# The problem
Put every line of the items below into a Markdown table with two columns, Row and Item Line. Number the rows and leave out blank lines.

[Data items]

#####

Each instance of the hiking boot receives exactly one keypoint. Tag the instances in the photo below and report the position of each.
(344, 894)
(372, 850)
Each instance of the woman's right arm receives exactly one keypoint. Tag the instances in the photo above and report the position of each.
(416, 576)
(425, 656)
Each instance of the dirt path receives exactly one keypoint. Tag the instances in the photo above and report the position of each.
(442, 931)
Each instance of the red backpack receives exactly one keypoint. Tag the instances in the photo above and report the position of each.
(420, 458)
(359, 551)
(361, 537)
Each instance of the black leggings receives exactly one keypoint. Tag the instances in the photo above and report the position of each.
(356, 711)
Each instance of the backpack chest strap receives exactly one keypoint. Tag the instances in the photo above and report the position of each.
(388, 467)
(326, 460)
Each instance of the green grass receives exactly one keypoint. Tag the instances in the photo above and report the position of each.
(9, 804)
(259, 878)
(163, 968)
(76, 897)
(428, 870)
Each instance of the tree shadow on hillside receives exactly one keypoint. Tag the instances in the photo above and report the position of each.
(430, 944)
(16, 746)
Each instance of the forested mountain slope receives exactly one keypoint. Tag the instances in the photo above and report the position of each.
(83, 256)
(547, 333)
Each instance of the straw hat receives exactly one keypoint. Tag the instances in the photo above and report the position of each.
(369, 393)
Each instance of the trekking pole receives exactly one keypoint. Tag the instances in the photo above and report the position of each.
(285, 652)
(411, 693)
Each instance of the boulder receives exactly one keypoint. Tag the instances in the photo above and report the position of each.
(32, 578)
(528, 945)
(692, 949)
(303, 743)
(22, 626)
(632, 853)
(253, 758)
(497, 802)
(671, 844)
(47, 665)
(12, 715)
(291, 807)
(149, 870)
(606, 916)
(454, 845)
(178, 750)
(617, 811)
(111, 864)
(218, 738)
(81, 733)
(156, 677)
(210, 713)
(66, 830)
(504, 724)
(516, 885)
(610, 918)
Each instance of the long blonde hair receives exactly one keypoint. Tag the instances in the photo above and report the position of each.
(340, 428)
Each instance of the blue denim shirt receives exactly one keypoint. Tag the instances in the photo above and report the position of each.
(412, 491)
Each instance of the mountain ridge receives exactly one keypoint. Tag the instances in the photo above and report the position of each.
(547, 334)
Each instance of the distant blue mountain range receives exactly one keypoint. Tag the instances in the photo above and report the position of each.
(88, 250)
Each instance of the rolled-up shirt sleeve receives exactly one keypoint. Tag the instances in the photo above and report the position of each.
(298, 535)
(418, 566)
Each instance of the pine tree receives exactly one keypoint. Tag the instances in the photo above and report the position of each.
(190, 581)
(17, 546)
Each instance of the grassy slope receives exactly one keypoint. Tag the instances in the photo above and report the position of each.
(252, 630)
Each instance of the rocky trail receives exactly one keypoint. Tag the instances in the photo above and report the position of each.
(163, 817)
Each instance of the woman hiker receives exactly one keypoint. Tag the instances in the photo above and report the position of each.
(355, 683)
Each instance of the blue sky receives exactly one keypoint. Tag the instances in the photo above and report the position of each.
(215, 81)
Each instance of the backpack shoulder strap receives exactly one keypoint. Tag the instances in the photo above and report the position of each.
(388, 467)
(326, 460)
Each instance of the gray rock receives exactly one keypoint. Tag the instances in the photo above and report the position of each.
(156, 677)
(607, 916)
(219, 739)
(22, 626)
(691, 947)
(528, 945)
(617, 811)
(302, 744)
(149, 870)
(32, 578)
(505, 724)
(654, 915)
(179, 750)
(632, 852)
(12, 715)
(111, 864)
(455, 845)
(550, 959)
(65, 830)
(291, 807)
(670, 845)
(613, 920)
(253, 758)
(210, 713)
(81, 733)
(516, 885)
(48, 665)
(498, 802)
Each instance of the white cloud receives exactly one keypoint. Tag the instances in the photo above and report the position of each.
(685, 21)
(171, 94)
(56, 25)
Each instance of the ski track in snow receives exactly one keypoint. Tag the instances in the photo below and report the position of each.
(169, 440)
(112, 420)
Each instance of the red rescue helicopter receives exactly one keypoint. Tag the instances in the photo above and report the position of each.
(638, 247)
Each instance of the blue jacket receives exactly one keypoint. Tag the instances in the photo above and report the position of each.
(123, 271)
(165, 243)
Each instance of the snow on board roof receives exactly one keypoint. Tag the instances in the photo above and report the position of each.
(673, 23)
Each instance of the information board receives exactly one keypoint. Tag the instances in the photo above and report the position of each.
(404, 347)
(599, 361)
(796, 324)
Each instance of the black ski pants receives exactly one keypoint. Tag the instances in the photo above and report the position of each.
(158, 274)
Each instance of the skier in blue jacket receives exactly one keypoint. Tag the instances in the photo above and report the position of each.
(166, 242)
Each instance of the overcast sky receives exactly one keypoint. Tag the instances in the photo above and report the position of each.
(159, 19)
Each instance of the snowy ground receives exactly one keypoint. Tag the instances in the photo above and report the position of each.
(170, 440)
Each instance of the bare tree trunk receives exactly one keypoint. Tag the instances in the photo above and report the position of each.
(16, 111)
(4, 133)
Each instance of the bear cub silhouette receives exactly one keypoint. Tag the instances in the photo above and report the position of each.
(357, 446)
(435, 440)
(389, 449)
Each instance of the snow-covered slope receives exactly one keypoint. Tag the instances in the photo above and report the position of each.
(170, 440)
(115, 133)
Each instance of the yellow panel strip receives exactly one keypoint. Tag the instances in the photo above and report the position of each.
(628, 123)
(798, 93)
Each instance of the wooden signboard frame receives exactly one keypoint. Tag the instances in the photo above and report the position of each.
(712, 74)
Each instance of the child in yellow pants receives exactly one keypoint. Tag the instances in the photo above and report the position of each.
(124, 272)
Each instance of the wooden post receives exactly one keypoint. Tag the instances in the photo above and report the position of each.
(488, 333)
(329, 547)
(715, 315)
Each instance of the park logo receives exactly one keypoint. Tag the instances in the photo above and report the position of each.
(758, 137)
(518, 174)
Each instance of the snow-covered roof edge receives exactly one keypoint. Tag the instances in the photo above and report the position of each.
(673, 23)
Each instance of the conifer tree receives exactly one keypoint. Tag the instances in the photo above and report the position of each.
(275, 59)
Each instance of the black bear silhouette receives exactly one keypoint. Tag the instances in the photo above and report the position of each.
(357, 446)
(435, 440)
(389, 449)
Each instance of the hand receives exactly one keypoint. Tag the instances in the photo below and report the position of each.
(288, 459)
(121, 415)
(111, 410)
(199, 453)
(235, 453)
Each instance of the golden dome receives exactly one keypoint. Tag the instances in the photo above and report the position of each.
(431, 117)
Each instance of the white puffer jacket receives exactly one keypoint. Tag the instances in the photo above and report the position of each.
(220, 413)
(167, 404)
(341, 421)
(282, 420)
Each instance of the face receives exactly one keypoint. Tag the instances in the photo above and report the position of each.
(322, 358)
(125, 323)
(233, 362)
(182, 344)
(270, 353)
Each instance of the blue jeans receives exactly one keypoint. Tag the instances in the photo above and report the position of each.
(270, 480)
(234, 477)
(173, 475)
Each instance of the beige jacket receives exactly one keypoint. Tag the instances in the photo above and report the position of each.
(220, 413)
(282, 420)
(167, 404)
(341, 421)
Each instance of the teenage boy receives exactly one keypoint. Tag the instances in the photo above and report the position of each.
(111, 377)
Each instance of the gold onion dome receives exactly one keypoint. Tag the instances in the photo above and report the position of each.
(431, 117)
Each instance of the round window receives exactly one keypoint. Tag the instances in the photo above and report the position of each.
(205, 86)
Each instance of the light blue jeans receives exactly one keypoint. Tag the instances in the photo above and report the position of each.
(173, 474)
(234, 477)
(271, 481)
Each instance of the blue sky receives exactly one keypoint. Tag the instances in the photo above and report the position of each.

#####

# Exercise answer
| Row | Item Line |
|---|---|
| 1 | Each instance of the hiking boot receives exactly one keypoint. Tag the instances in the photo below and report the position of each. |
| 2 | (344, 894) |
| 3 | (372, 850) |
| 4 | Each instance of the woman's right arm receives exactly one keypoint. Tag the instances in the photo above and report the position of each. |
| 5 | (416, 576) |
| 6 | (425, 656) |
| 7 | Each instance of the dirt path receives exactly one keypoint. Tag the instances in the photo above and report the position of each. |
| 8 | (442, 931) |
| 9 | Each instance of the red backpack receives exactly one keypoint. Tag the instances in the photo above and report the position of each. |
| 10 | (420, 458) |
| 11 | (359, 551) |
| 12 | (361, 537) |
| 13 | Each instance of the black leggings receives exactly one keypoint. Tag the instances in the photo above and report the position of each. |
| 14 | (356, 711) |
| 15 | Each instance of the backpack chest strap receives exactly one keypoint. Tag the instances in the photo above and report the position of each. |
| 16 | (388, 467) |
| 17 | (326, 460) |
| 18 | Each instance of the green grass receives exactly one keypoint. Tag the instances in the photo above and report the position of each. |
| 19 | (9, 804) |
| 20 | (259, 878) |
| 21 | (163, 968) |
| 22 | (76, 897) |
| 23 | (428, 870) |
| 24 | Each instance of the tree shadow on hillside receives exactly one keypoint. Tag the instances in the photo above and report the position of each. |
| 25 | (430, 944) |
| 26 | (16, 746) |
| 27 | Each instance of the forested mountain slope receives exactly one keypoint. Tag the instances in the photo above and report the position of each. |
| 28 | (83, 256) |
| 29 | (547, 333) |
| 30 | Each instance of the straw hat receives exactly one keypoint. Tag the instances in the photo above and report the position of each. |
| 31 | (369, 393) |
| 32 | Each instance of the trekking pole receives exactly one keypoint. Tag the instances in the photo above and report the position of each. |
| 33 | (285, 652) |
| 34 | (411, 693) |
| 35 | Each instance of the boulder receives exactly one keypoint. Tag the instances in the photo above and report the position of each. |
| 36 | (32, 578) |
| 37 | (528, 945) |
| 38 | (692, 949) |
| 39 | (303, 743) |
| 40 | (22, 626) |
| 41 | (632, 853) |
| 42 | (253, 758) |
| 43 | (497, 802) |
| 44 | (671, 844) |
| 45 | (47, 665) |
| 46 | (12, 715) |
| 47 | (291, 807) |
| 48 | (149, 870) |
| 49 | (606, 916) |
| 50 | (454, 845) |
| 51 | (178, 750) |
| 52 | (617, 811) |
| 53 | (111, 864) |
| 54 | (218, 738) |
| 55 | (81, 733) |
| 56 | (156, 677) |
| 57 | (210, 713) |
| 58 | (66, 830) |
| 59 | (504, 724) |
| 60 | (516, 885) |
| 61 | (610, 918) |
| 62 | Each instance of the long blonde hair receives exactly one keypoint. Tag the instances in the photo above and report the position of each. |
| 63 | (340, 428) |
| 64 | Each instance of the blue denim shirt receives exactly one keypoint. Tag the instances in the photo above and report the position of each. |
| 65 | (412, 491) |
| 66 | Each instance of the mountain ridge receives exactly one keypoint. Tag the instances in the photo above and report the position of each. |
| 67 | (547, 334) |
| 68 | Each instance of the distant blue mountain range receives exactly one keypoint. Tag the instances in the photo above and report the position of each. |
| 69 | (88, 250) |
| 70 | Each instance of the rolled-up shirt sleeve receives exactly one keypoint. Tag the instances in the photo above and report the position of each. |
| 71 | (298, 535) |
| 72 | (418, 566) |
| 73 | Each instance of the pine tree receives exactly one keypoint. Tag the instances in the photo above and report the position of each. |
| 74 | (190, 581) |
| 75 | (17, 546) |
| 76 | Each instance of the grassy slope receives exactly one keypoint. Tag the instances in the photo above and report the position of each. |
| 77 | (252, 630) |
| 78 | Each instance of the rocky trail receives exactly one keypoint. Tag the instances in the photo above and report the position of each. |
| 79 | (163, 817) |
| 80 | Each instance of the woman hiker receives exactly one keypoint. Tag the instances in the photo above and report the position of each. |
| 81 | (355, 683) |
| 82 | Each instance of the blue sky receives exactly one keypoint. Tag the instances in the photo above and report the position of each. |
| 83 | (215, 81) |
| 84 | Each instance of the backpack shoulder strap receives exactly one keypoint. Tag the instances in the photo above and report the position of each. |
| 85 | (388, 467) |
| 86 | (326, 460) |
| 87 | Each instance of the gray rock receives exactly one keypoint. Tag the instances in the photo above and report the position of each. |
| 88 | (156, 677) |
| 89 | (607, 916) |
| 90 | (219, 739) |
| 91 | (22, 626) |
| 92 | (691, 947) |
| 93 | (528, 945) |
| 94 | (617, 811) |
| 95 | (302, 744) |
| 96 | (149, 870) |
| 97 | (32, 578) |
| 98 | (505, 724) |
| 99 | (654, 915) |
| 100 | (179, 750) |
| 101 | (632, 852) |
| 102 | (12, 715) |
| 103 | (111, 864) |
| 104 | (455, 845) |
| 105 | (550, 959) |
| 106 | (65, 830) |
| 107 | (291, 807) |
| 108 | (670, 845) |
| 109 | (613, 920) |
| 110 | (253, 758) |
| 111 | (210, 713) |
| 112 | (81, 733) |
| 113 | (516, 885) |
| 114 | (48, 665) |
| 115 | (498, 802) |
| 116 | Each instance of the white cloud receives exactly one keypoint. Tag the instances in the photo above and report the position of each. |
| 117 | (685, 21) |
| 118 | (171, 94) |
| 119 | (56, 25) |
| 120 | Each instance of the ski track in snow receives exactly one keypoint. Tag the instances in the photo below and report the position of each. |
| 121 | (169, 440) |
| 122 | (112, 420) |
| 123 | Each instance of the red rescue helicopter receives exactly one keypoint. Tag the instances in the photo above and report the position of each. |
| 124 | (638, 247) |
| 125 | Each instance of the blue jacket receives exactly one keypoint. Tag the instances in the photo above and report the position of each. |
| 126 | (123, 271) |
| 127 | (165, 243) |
| 128 | Each instance of the snow on board roof receives exactly one keypoint. Tag the instances in the photo above and report the position of each. |
| 129 | (673, 23) |
| 130 | Each instance of the information board receives exactly one keypoint. Tag the instances in the photo above and report the position of each. |
| 131 | (404, 347) |
| 132 | (599, 361) |
| 133 | (796, 324) |
| 134 | Each instance of the black ski pants receives exactly one keypoint. Tag the instances in the photo above and report the position of each. |
| 135 | (158, 274) |
| 136 | Each instance of the skier in blue jacket receives exactly one keypoint. Tag the instances in the photo above and report the position of each. |
| 137 | (166, 242) |
| 138 | Each instance of the overcast sky receives exactly one keypoint. Tag the instances in the photo above and report the position of each. |
| 139 | (159, 19) |
| 140 | Each instance of the snowy ground receives exactly one keypoint. Tag the instances in the photo above and report the position of each. |
| 141 | (170, 440) |
| 142 | Each instance of the bare tree trunk receives exactly one keypoint. Tag the instances in the photo above and report the position of each. |
| 143 | (16, 111) |
| 144 | (4, 133) |
| 145 | Each instance of the bear cub silhouette receives exactly one keypoint. Tag the instances in the photo above and report the position of each. |
| 146 | (357, 446) |
| 147 | (435, 440) |
| 148 | (389, 449) |
| 149 | Each instance of the snow-covered slope receives exactly one keypoint. Tag the instances in the photo above and report the position of each. |
| 150 | (170, 440) |
| 151 | (115, 133) |
| 152 | Each instance of the yellow panel strip receives exactly one keypoint. Tag the instances in the photo above and report the position of each. |
| 153 | (628, 123) |
| 154 | (798, 93) |
| 155 | Each instance of the wooden signboard frame receives exactly one keypoint. Tag the instances in the photo above and report the position of each. |
| 156 | (712, 74) |
| 157 | Each instance of the child in yellow pants receives exactly one keypoint. Tag the instances in the photo above and report the position of each. |
| 158 | (124, 272) |
| 159 | Each instance of the wooden post receives exactly one keypoint. Tag the instances in the photo above and report the position of each. |
| 160 | (488, 333) |
| 161 | (329, 547) |
| 162 | (715, 315) |
| 163 | Each instance of the park logo receives exactly one keypoint. Tag the instances in the photo above and report the position of each. |
| 164 | (758, 137) |
| 165 | (518, 174) |
| 166 | Each instance of the snow-covered roof edge receives exactly one keypoint. Tag the instances in the photo above and report the position of each. |
| 167 | (673, 23) |
| 168 | Each instance of the conifer tree receives exactly one keypoint. Tag the instances in the photo above and report the position of each. |
| 169 | (275, 59) |
| 170 | Each instance of the black bear silhouette receives exactly one keypoint. Tag the instances in the photo above and report the position of each. |
| 171 | (357, 446) |
| 172 | (435, 440) |
| 173 | (389, 449) |
| 174 | Each instance of the hand receives exactly one keypoint. Tag the instances in the photo below and report the position of each. |
| 175 | (288, 459) |
| 176 | (121, 415) |
| 177 | (111, 410) |
| 178 | (199, 453) |
| 179 | (235, 453) |
| 180 | Each instance of the golden dome receives exactly one keypoint. Tag the instances in the photo above and report the position of each. |
| 181 | (431, 117) |
| 182 | Each instance of the white puffer jacket receives exactly one keypoint. Tag the instances in the photo above and report the position of each. |
| 183 | (220, 413) |
| 184 | (167, 404) |
| 185 | (341, 421) |
| 186 | (282, 420) |
| 187 | Each instance of the face receives exactly one keypoint. Tag the instances in the photo above and report the position of each. |
| 188 | (322, 358) |
| 189 | (125, 323) |
| 190 | (233, 362) |
| 191 | (182, 344) |
| 192 | (270, 353) |
| 193 | Each instance of the blue jeans receives exactly one keypoint. Tag the instances in the photo above and report the position of each. |
| 194 | (270, 480) |
| 195 | (234, 477) |
| 196 | (173, 475) |
| 197 | Each instance of the beige jacket receives exactly one keypoint. Tag the instances in the photo above and report the position of each. |
| 198 | (220, 413) |
| 199 | (282, 420) |
| 200 | (167, 404) |
| 201 | (341, 421) |
| 202 | Each instance of the teenage boy receives exactly one keypoint. Tag the instances in the photo above and report the position of each. |
| 203 | (111, 377) |
| 204 | Each instance of the gold onion dome receives exactly one keypoint. Tag the instances in the photo above and report the position of each. |
| 205 | (431, 117) |
| 206 | Each instance of the round window receives exactly one keypoint. Tag the instances in the photo above and report the position of each. |
| 207 | (205, 86) |
| 208 | Each instance of the light blue jeans receives exactly one keypoint. Tag the instances in the photo above and report the position of each. |
| 209 | (173, 474) |
| 210 | (234, 477) |
| 211 | (271, 481) |
| 212 | Each instance of the blue sky receives exactly one keypoint. Tag the instances in the photo above and report the position of each. |